=== Section Start ===

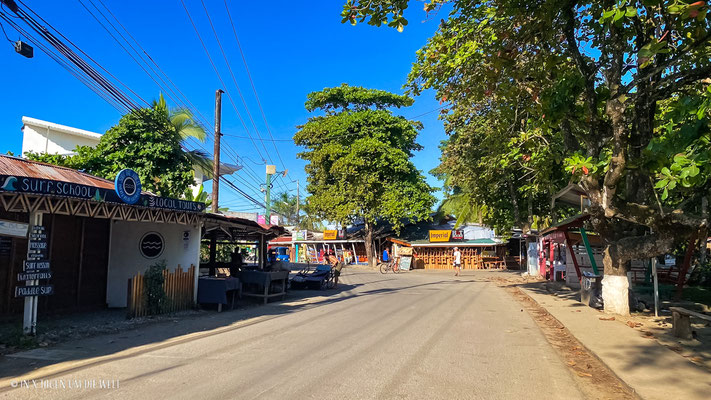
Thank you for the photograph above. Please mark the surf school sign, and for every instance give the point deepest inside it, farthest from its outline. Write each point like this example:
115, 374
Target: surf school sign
127, 190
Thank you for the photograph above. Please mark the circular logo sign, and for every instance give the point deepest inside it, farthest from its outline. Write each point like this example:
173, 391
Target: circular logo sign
152, 245
128, 186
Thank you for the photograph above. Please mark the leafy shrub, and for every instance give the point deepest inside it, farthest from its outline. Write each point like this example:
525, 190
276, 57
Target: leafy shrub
156, 299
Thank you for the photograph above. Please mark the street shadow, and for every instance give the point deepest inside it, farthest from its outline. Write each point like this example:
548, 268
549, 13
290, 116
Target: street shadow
204, 324
666, 369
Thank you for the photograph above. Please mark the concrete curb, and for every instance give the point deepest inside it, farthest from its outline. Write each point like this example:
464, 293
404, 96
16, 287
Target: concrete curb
650, 369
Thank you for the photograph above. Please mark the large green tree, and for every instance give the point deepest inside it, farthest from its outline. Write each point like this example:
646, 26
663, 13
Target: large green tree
149, 141
285, 204
629, 86
358, 155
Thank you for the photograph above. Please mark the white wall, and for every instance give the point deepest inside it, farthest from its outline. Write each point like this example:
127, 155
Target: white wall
125, 258
47, 137
51, 141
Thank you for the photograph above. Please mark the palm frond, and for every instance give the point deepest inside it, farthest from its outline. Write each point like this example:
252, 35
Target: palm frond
201, 160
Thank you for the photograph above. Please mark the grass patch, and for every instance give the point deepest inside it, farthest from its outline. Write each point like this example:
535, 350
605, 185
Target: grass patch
696, 294
11, 336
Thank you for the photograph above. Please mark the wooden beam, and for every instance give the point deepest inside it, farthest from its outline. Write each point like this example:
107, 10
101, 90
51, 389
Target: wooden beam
572, 255
685, 267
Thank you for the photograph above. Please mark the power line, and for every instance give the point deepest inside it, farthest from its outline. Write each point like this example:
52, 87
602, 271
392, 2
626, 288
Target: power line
72, 69
251, 82
234, 80
3, 31
229, 96
171, 86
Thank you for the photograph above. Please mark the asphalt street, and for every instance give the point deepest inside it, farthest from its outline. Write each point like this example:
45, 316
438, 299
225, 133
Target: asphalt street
414, 335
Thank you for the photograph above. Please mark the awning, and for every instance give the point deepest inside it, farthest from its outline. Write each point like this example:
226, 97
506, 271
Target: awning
468, 243
239, 229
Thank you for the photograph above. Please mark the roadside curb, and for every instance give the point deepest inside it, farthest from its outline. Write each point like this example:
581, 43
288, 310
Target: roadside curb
651, 370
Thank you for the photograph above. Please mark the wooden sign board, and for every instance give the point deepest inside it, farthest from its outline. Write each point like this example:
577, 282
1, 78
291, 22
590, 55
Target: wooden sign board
12, 228
36, 266
32, 276
38, 290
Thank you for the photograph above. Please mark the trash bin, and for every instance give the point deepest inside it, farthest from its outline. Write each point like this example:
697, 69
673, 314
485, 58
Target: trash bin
591, 289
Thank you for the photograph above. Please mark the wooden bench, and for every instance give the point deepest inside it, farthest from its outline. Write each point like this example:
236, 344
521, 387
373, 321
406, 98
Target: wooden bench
263, 280
681, 321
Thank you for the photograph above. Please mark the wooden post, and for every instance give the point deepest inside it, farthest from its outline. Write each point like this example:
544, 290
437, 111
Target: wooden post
681, 325
685, 267
216, 164
572, 255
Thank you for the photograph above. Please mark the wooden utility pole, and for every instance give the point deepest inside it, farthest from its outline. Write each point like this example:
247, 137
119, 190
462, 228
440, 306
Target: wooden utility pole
216, 165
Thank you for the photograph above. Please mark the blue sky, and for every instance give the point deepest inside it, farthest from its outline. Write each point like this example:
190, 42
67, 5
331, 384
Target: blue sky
292, 48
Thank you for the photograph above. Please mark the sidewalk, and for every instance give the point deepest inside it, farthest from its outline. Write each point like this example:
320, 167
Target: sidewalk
651, 369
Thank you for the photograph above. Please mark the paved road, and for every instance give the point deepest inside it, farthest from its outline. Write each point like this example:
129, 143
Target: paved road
413, 335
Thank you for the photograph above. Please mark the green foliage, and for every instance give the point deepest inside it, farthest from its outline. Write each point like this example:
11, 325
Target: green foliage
359, 158
149, 142
155, 297
612, 95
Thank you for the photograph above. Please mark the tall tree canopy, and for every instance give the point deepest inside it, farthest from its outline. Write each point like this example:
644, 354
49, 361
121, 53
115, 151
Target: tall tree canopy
359, 160
149, 142
618, 89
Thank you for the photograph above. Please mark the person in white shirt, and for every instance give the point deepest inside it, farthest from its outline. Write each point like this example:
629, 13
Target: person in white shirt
457, 260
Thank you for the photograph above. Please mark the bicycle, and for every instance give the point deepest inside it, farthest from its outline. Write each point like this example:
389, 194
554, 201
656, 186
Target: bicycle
389, 266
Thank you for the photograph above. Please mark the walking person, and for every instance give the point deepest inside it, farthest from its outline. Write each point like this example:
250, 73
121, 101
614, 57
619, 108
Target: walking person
457, 260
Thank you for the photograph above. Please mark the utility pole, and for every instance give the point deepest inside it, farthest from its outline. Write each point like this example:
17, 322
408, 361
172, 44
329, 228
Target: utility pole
298, 217
271, 170
216, 165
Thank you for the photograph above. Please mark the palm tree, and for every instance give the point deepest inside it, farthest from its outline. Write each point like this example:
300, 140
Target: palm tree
184, 127
463, 208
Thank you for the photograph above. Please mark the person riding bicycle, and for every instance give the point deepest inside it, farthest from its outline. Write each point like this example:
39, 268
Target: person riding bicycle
386, 255
336, 265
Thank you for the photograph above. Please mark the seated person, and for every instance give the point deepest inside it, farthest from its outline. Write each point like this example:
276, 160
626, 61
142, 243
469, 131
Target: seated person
236, 263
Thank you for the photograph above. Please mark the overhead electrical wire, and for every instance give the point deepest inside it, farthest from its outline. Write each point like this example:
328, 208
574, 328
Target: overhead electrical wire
251, 82
169, 87
234, 80
90, 76
219, 77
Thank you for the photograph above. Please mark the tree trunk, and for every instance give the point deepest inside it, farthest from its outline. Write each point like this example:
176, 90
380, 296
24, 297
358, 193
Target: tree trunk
369, 251
615, 285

=== Section End ===

> _Brief_
Set down the material above exactly as it reads, but not its pictures.

> _Result of the task_
Thank you for the photograph above. Please mark the surf school sign, and for every instance give the point deepest inside it, farthest from its outline. Write each point like this example:
115, 374
Target: surf school sign
127, 190
Thank you for the photograph above. Please mark the circular logo sign, and for every instance give the point deepest inside it, farthest from its outline. Write each point like this example:
173, 391
Target: circular logo sign
152, 245
128, 186
Thank you for the photograph above. Please mark the leafy shrub, and for every instance give the point deepest inside it, farthest from its outline. Write each point like this example:
525, 190
276, 57
Target: leafy shrub
156, 299
Thank you for the photograph above. Please mark the street shadow, and for every instance give the point deepest inside it, farthest from its outline. Write each point like this example:
548, 268
549, 13
290, 116
Target: street shadow
204, 324
666, 369
Thank you for the photograph above. Please mark the concrete curb, and for every instance give the point deepest inside it, farthest from its outline. Write each point like this example:
464, 293
404, 96
16, 287
Target: concrete curb
650, 369
Thank you for the photograph above. Please mark the large green tree, and for every instance give the point deepest inside it, farthest from its outline. Write each point like this example:
646, 26
663, 13
Target: large green tree
149, 141
285, 204
629, 86
358, 155
Thank you for the photograph above. Please mark the white wall, and for every instance give the point deepest inside it, farthest from its outline. Write each point like this example:
127, 155
Target: white wall
125, 258
47, 137
51, 141
Thank you for the photograph above. Please mark the palm frond, and for every instance give the point deepest inside it, farthest from its outline. Write each point like this example:
252, 35
Target: palm frond
201, 160
Thank you for the photograph above. Please mark the grass patch, and for every instance give the point deepest inside it, farthest from its outline. Write each point like this example:
535, 350
605, 185
Target: grass patch
696, 294
11, 336
Thank you for the photograph above. Please mark the wooden beam, and for every instance give the point deepest inside it, farthest from its outline. Write each point like this example:
107, 10
101, 90
51, 389
Target: wooden beam
572, 255
685, 267
Thank you for the photograph above. Please mark the power line, and for every instance give the point deepest inside it, farthest from its outline. Write each point like this example:
52, 87
602, 271
392, 2
626, 288
Target: power line
72, 69
251, 82
234, 80
3, 31
229, 96
171, 86
Thank you for the photograph above. Please mark the asphalt street, and for every instance give the point deepest inside it, farthest from its outline. Write each point like this example:
45, 316
438, 299
225, 133
Target: asphalt street
414, 335
Thank you for the photograph above. Please mark the awning, and for every instance give the point deepest inside it, farthest from its outline. Write each point like this example:
226, 97
506, 271
Target: awning
468, 243
239, 229
Thank you for the photograph above. Please mark the roadside curb, and for every instance give the point deepest inside it, farthest from its outline. Write each point like this example:
581, 43
288, 310
Target: roadside curb
651, 370
Thank you for the photograph above. Please mark the wooden sign board, and for every instance give the point deepest inside it, farthest from its outline. Write each point like this example:
577, 282
1, 78
291, 22
590, 55
Target: wooden sign board
12, 228
36, 266
32, 276
38, 290
Thank you for the photograph above. Please mark the trash bin, and for every instance give the point deepest inside it, farthest from its outline. Write each point like this example:
697, 69
673, 314
485, 58
Target: trash bin
591, 289
Thank you for the photograph above. Please mark the wooden bench, and for every instance give the point deepest inside it, farthest from its outline. Write each point like this example:
236, 344
521, 387
373, 321
406, 98
Target: wooden bench
263, 280
681, 321
Thank you for the photograph above. Please mark the wooden post, and for every instance give the point deepest inside it, farthest from its outline. Write each point like this example:
544, 290
437, 111
Target: wooden post
681, 325
685, 267
216, 164
572, 255
Thank you for the photograph above. Please mark the wooden utility pole, and for every instance give the point deepest inside it, farthest from its outline. Write each point like this example:
247, 137
119, 190
462, 228
440, 306
Target: wooden utility pole
216, 165
Thank you for the photograph above. Please mark the blue sky, and for every instance give the point deepest inside it, farthest from its outline. Write each point like this example:
190, 42
67, 5
331, 384
Target: blue sky
292, 48
Thank you for the photograph above. Please mark the sidewalk, and for every instance give the point deepest inside it, farthest from its outline. Write each point like this example:
320, 167
Target: sidewalk
651, 369
Thank you for the photograph above. Please mark the paved road, and for every instance give the point deepest inside it, farthest from its outline. Write each point like this example:
129, 143
Target: paved road
413, 335
Thank you for the photograph above. Please mark the green foliage, and for every instance give the point deepest inside it, farthest from its outline. Write each point like this example:
11, 325
Target: green foliage
359, 158
149, 142
155, 297
612, 95
Thank you for the photograph above. Please mark the tall tree canopy, and for every instance give the point deepest inside it, farthest from its outline. Write each point like this example:
644, 354
49, 361
121, 53
115, 151
Target: tall tree canopy
359, 160
149, 142
618, 89
Thank you for the photograph above. Please mark the person in white shirt, and for every instance give the point deepest inside it, farthest from its outline. Write each point like this example:
629, 13
Target: person in white shirt
457, 260
Thank you for the photograph above. Please mark the bicycle, and for every instance give the point deepest inside it, farthest from its outline. Write each point like this example:
389, 194
554, 201
656, 186
Target: bicycle
389, 266
Thank you for the photograph above. Please mark the walking person, and for every instance give the point deepest inside it, farthest from its outline. Write each point like this example:
250, 73
121, 101
614, 57
619, 108
Target: walking person
457, 260
Thank you for the photograph above. Please mark the utility pole, and for every instance give the point deepest inside it, farthest from its outline. Write each point like this example:
17, 322
408, 361
172, 44
329, 228
Target: utility pole
298, 217
271, 170
216, 165
Thank you for the photograph above. Please mark the palm tree, and for every instance give the point deepest inside it, farthest from its outline. Write each point like this example:
300, 140
Target: palm tree
184, 127
463, 208
Thank you for the photograph above. Please mark the person riding bicycle, and for every instance give the point deepest inside it, farthest from its outline. Write each point like this example:
39, 268
Target: person riding bicycle
386, 255
336, 265
Thank you for the photograph above. Please mark the seated person, and for every instance give the point deepest inside it, farthest from its outline. Write each point like this example:
276, 160
626, 61
142, 243
469, 131
Target: seated person
236, 263
Thank you for the photograph above. Please mark the overhead electrical wire, and for every instance give the point deepest inside it, farthest from its outline. Write each point like this example:
328, 208
574, 328
Target: overhead electrical wire
251, 82
169, 87
234, 80
90, 76
219, 77
Thank you for the photograph above. Please mark the tree trunk, and for every instance give the point deepest inside it, farthest from its outline. Write each point like this example:
176, 90
380, 296
24, 297
358, 193
Target: tree trunk
369, 251
615, 285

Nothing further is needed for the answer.